Отрывок:
_ _ _

Фаркухар, например, "почувствовал волны на своем лице и услышал
отдельные звуки их ударов" (Бирс 1956: 93). Но эти звуки лишь повторяют
извне периодическую пульсацию боли, ощущаемую им первоначально изнутри.
Это превращение внутреннего во внешнее, а внешнего во внутреннее,
превращение по существу и являющееся обменом между человеком и местом,
завершается погружением Фаркухара в водоворот, в котором он претерпевает
последнюю динамическую метаморфозу, как бы вообще лишающую его автономного
тела:
"Вдруг он почувствовал, как его завертело вокруг и вокруг, и он стал
вращаться как волчок. Вода, берега, леса, теперь уже далекий мост, форт и
люди -- все смешалось и смазалось. Предметы были представлены лишь их
цветами; круговые горизонтальные полосы цвета -- вот все, что он видел. Он
попал в водоворот и несся вперед и вращался с такой скоростью, что испытывал
головокружение и тошноту" (Бирс 1956: 96).

_ _ _

Исходные материалы:
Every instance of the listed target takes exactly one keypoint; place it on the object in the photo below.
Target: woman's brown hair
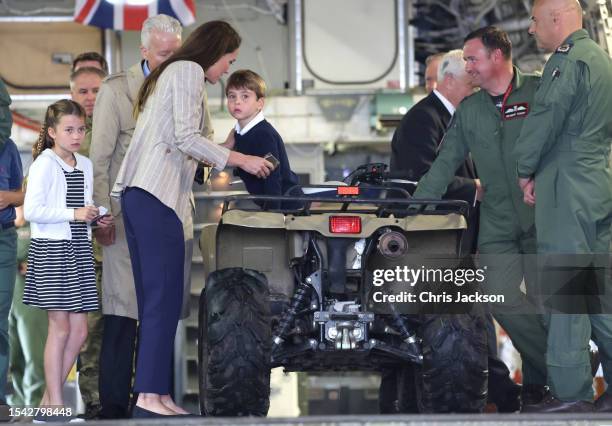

_ _ _

Задания:
1. Ответьте по отрывку о Фаркухаре, во что он погружается, когда завершается обмен между человеком и местом.
2. Определите, согласуются ли с отрывком о Фаркухаре следующие утверждения, и подтвердите каждый ответ точной цитатой из отрывка: (a) звуки ударов волн повторяют пульсацию боли, которую Фаркухар сначала ощущал изнутри; (b) в водовороте Фаркухар отчетливо различал мост, форт и людей; (c) вращение вызывало у Фаркухара головокружение и тошноту.
3. Продолжите отрывок о Фаркухаре, начав сразу после его последнего предложения.

Ответы:
1. Фаркухар погружается в водоворот.

2.
(a) Да: «эти звуки лишь повторяют извне периодическую пульсацию боли, ощущаемую им первоначально изнутри».
(b) Нет: «все смешалось и смазалось».
(c) Да: «испытывал головокружение и тошноту».

3.
Телесная метаморфоза, развоплощение персонажа и его отделение от
первоначального места и первоначального времени происходит в этом пароксизме
вращения, которое напоминает машину. Здесь буквально возникает иное,
нематериальное тело, которое может двигаться по некой иной временной оси.
Это возникновение, рождение нового тела перекликается с впечатлением
Леонардо, зарегистрированным в его записях. Леонардо утверждал, что однажды
видел над водой столб взвихренного ветра, образовавший на поверхности воды
водоворот, а в воздухе симулякр человека (Леонардо 1954: 765). Любопытно,
конечно, что сам момент этого магического развоплощения, этой высшей
"деформации" описывается через оппозицию движущегося глаза и неподвижных
объектов вокруг, которые постепенно теряют материальность, как бы растекаясь
вокруг вращающегося тела цветовыми полосами -- поверхностями. При этом то,
что первоначально задается как движение, -- мелькание неподвижных объектов
на берегу-- постепенно перерастает в неподвижность -- мираж горизонтальной
круговой ленты. Время парадоксальным образом останавливается как раз в
центре бешено вращающегося водоворота.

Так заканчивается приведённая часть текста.